What you should do: Give back every record word for word, but keep the pictures out.

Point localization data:
★ ★ ★ ★ ★

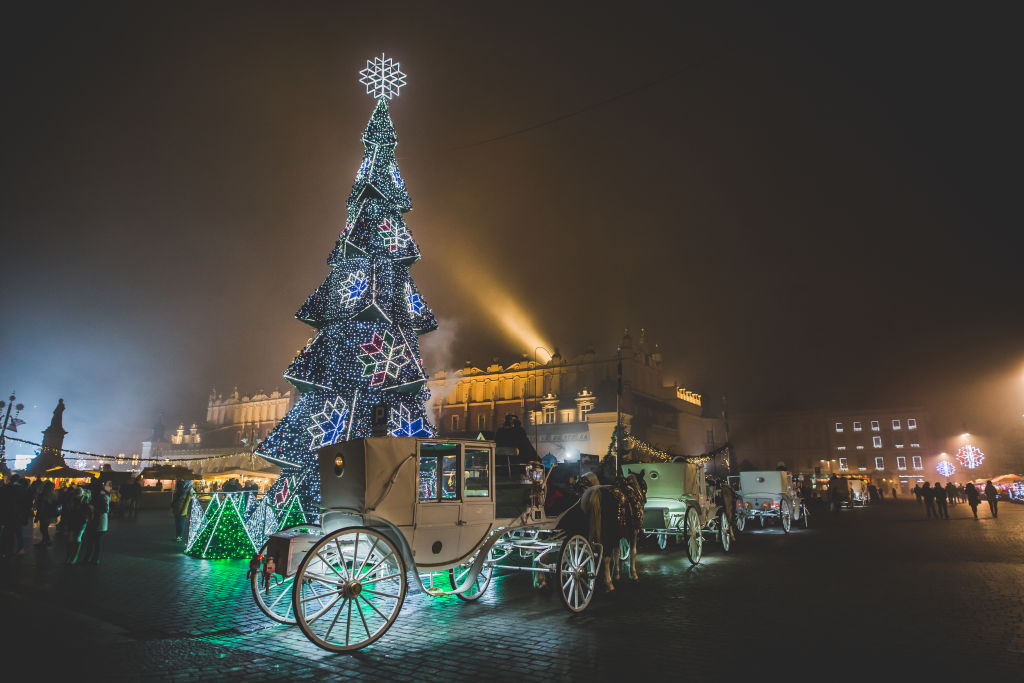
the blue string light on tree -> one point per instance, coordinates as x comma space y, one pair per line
970, 456
368, 314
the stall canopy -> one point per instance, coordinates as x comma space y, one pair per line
165, 472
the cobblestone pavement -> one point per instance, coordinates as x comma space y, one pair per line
865, 593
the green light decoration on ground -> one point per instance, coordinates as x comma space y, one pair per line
222, 535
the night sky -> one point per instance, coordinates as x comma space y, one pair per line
807, 206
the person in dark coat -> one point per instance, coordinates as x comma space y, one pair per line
992, 496
46, 511
973, 498
942, 512
928, 495
951, 493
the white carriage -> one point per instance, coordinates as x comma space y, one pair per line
397, 507
769, 495
682, 506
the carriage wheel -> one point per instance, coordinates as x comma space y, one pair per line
694, 539
785, 515
723, 532
351, 586
577, 573
276, 603
479, 587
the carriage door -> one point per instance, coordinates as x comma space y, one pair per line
435, 539
477, 496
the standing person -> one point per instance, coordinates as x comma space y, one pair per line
973, 498
992, 496
942, 512
951, 493
928, 496
46, 511
97, 524
179, 506
75, 516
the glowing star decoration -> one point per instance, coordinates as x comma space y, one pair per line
329, 425
415, 301
970, 457
401, 424
382, 357
353, 287
382, 77
394, 237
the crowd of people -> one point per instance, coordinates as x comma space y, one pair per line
938, 498
80, 513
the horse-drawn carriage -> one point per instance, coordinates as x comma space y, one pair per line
683, 507
767, 496
438, 507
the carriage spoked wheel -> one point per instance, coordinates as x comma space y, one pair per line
694, 539
577, 572
785, 515
275, 599
351, 586
723, 531
480, 584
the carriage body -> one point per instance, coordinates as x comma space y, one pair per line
767, 496
681, 506
394, 507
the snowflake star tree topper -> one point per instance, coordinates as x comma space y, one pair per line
382, 77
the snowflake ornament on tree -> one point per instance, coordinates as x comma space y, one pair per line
353, 287
382, 77
329, 425
401, 425
970, 456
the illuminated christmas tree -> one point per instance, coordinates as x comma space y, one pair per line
368, 315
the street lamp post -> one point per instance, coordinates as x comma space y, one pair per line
3, 431
537, 402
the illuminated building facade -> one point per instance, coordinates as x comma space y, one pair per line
890, 445
222, 443
567, 406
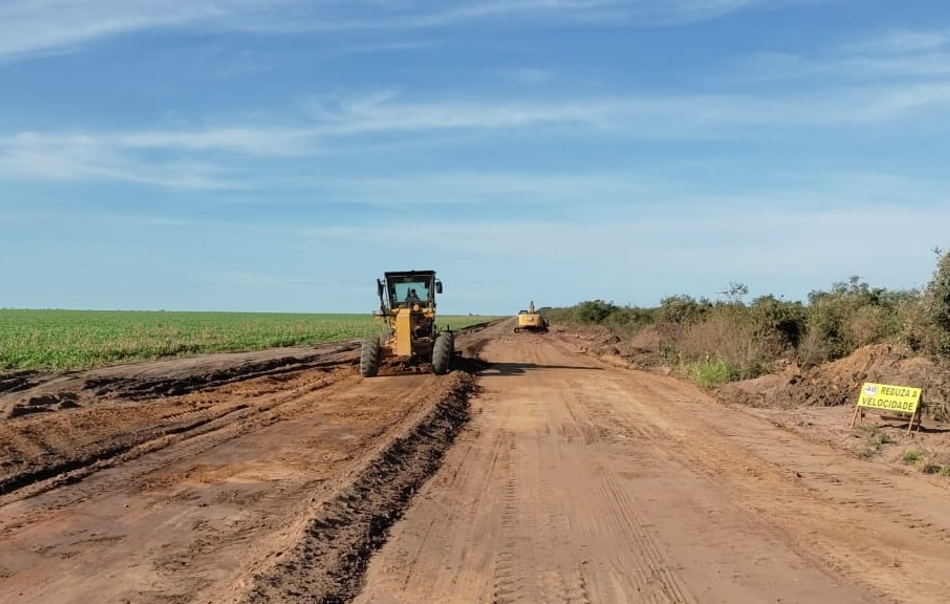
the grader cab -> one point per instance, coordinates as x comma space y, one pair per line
407, 307
531, 320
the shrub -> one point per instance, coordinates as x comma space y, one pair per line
938, 303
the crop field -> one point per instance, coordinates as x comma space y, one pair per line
68, 340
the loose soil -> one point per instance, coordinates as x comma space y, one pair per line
534, 472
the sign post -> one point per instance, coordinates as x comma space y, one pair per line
893, 399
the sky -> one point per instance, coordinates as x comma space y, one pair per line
280, 155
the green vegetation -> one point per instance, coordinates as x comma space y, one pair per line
911, 455
66, 340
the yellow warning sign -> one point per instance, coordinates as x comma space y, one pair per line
893, 399
889, 398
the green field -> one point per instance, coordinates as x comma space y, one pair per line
60, 340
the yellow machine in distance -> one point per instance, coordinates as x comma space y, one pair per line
407, 306
531, 320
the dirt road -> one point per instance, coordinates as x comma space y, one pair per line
577, 482
275, 478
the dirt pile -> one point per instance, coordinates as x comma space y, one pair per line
331, 553
641, 350
838, 383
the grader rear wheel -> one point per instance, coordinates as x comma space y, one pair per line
369, 357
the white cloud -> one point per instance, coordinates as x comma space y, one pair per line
192, 158
29, 27
896, 55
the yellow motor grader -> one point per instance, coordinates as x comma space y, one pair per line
407, 306
531, 320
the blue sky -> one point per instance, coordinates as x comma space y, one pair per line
279, 155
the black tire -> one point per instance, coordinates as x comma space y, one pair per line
442, 352
369, 357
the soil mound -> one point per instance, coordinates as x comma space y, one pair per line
838, 383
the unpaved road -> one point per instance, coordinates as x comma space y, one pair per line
572, 481
577, 482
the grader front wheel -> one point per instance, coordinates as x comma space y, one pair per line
369, 357
442, 352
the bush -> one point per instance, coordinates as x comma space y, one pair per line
682, 310
594, 312
938, 304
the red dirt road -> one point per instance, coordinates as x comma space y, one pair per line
577, 482
572, 481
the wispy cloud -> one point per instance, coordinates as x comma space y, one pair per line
192, 158
896, 55
28, 27
35, 158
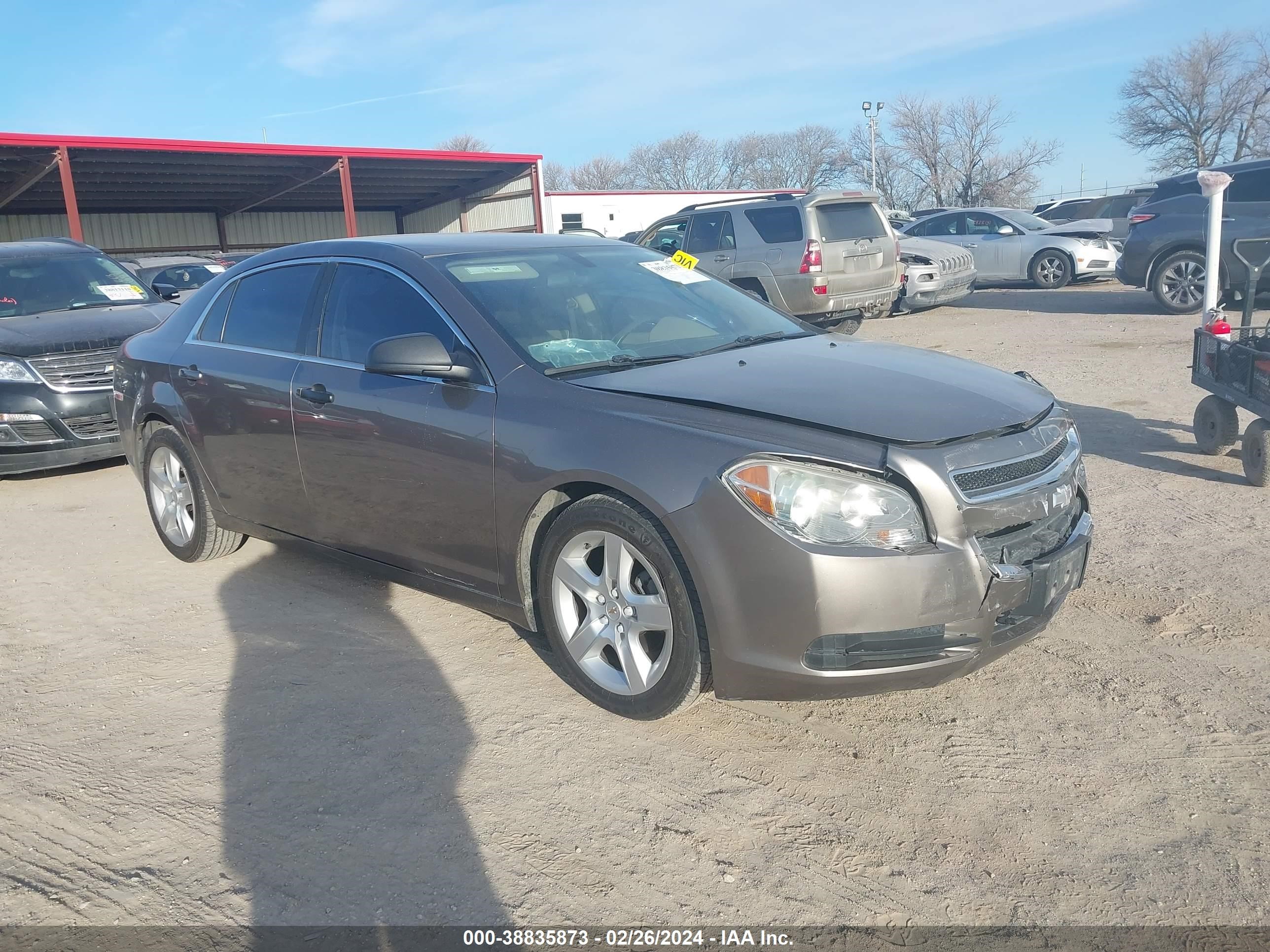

★ ★ ★ ★ ★

Exercise solution:
the blue string light on tree -> one point per instance, coordinates as x comma space y, one pair per line
970, 456
368, 314
the stall canopy -> one point per instance, coordinates as x comma space y, one pair per line
165, 472
the cobblestone pavement -> one point per instance, coordinates as x comma space y, one pair per line
865, 593
the green light decoration on ground -> one point per instance, coordinates as x comma space y, one pair per line
222, 535
the night sky -> one point per instance, coordinates as x comma space y, one pair per line
807, 206
the person in dark coat -> one point per instance, coordinates as x comma space y, one pair per line
992, 496
46, 511
973, 498
942, 512
928, 495
951, 493
the white carriage -> one point per instance, coordinates as x comma space y, one pair per line
397, 507
769, 495
682, 506
the carriage wheel -> one point per instance, coordinates as x comma space y, one pair per line
694, 539
785, 515
723, 532
351, 586
577, 573
276, 603
479, 587
the carriage door -> one point per instance, coordinates as x comma space y, one pair per line
435, 539
477, 496
the standing person -> one point per instance, coordinates as x comma space y, one pair per line
973, 498
992, 496
942, 512
951, 493
928, 496
46, 511
97, 524
179, 506
75, 516
the glowing star decoration -> one point per instance, coordinates as x comma space y, one pair per line
329, 425
415, 301
970, 457
401, 424
382, 357
353, 287
382, 77
394, 237
the crowd of people -> one point per instance, coordinates as x comma space y, one pair per line
938, 498
80, 513
the horse-drawn carriage -> one point per instance, coordinates as x comma space y, one pair per line
683, 507
767, 496
438, 507
the carriage spoked wheel -> one point per instance, coordinates as x comma space y, one pair per line
694, 539
577, 572
785, 515
275, 599
351, 586
723, 531
480, 584
the carriage body -> one point per instance, coordinates as x comma space y, one pair per line
767, 496
681, 506
394, 507
the snowflake star tree topper -> one point per instance, coordinates as x comma space y, one pair per line
382, 77
the snowflake ornament on tree -> one point per instance, coordinates as x comma space y, one pair per line
353, 287
382, 77
329, 425
401, 425
970, 456
the illuminated christmas tree -> one point per instance, coordinates as x comma space y, one pair per line
368, 315
the street lamp post -> one point per instance, coordinates as x comma space y, one pair per line
3, 431
537, 402
the illuminated building facade -> one point per instance, coordinates as x comma space y, one pair per line
890, 445
222, 443
567, 406
the grader cab -> one point per instance, coordinates as x comma space y, one pair per line
407, 307
531, 320
the shrub -> one point per instance, coordinates as x comma space y, one pair per line
938, 303
the crop field -> one point per instance, coordinates as x comma space y, one pair per line
68, 340
the loose soil -> one point per instance, coordinates as x comma space y, one pair per line
534, 472
the sign post -> one point per instance, coordinates as x comma space y, one pair per line
893, 399
the sky -> one point per instance, coordinates as x comma space y, one pair per line
280, 155
the green vegetation -> one point per instance, coordinates as x comma space y, one pair per line
911, 455
66, 340
the yellow warning sign -> one point per instance, coordinates as x comma space y, one pair per line
893, 399
889, 398
the green field -> one point per instance, coordinates as x comma space y, one pair per line
60, 340
the yellow machine in distance -> one point per instance, coordinates as x comma space y, one pair per line
407, 306
531, 320
the dirt road -> one point per instance, coordinates as x comma space y, one pair per line
577, 482
275, 478
the dirt pile -> one point per instance, coordinates as x comma space y, one pair per line
331, 553
641, 350
838, 383
the grader rear wheel -> one point per instance, coordinates as x comma space y, one pair per line
369, 357
the white cloud -> one point per instance, coordinates as x comma space y, one pair per line
192, 158
29, 27
896, 55
the yellow motor grader -> one point per instance, coordinates as x comma space y, one pair per line
407, 306
531, 320
the blue sky -> one point per instance, coordinates as x comma space y, one pair per line
279, 155
the black tire -> one point per instance, coordinates as x comma space y, one pair per line
442, 352
369, 357
the soil mound -> one point per instance, coordinates as x comma space y, one pair per line
838, 383
the unpaved road -> one point per instance, coordinates as x comma space y, one pair per line
572, 481
577, 482
the grader front wheel -> one point per instance, coordinates as x comma space y, one pair per line
369, 357
442, 352
the bush -> one point per instance, coordinates as x comma space y, one pair per line
682, 310
594, 312
938, 304
the red dirt road -> one point per instance, coordinates as x comma space y, one pair per line
577, 482
572, 481
the wispy cloud -> one point per instance, coordinates as x comma space y, one pair per line
192, 158
896, 55
28, 27
35, 158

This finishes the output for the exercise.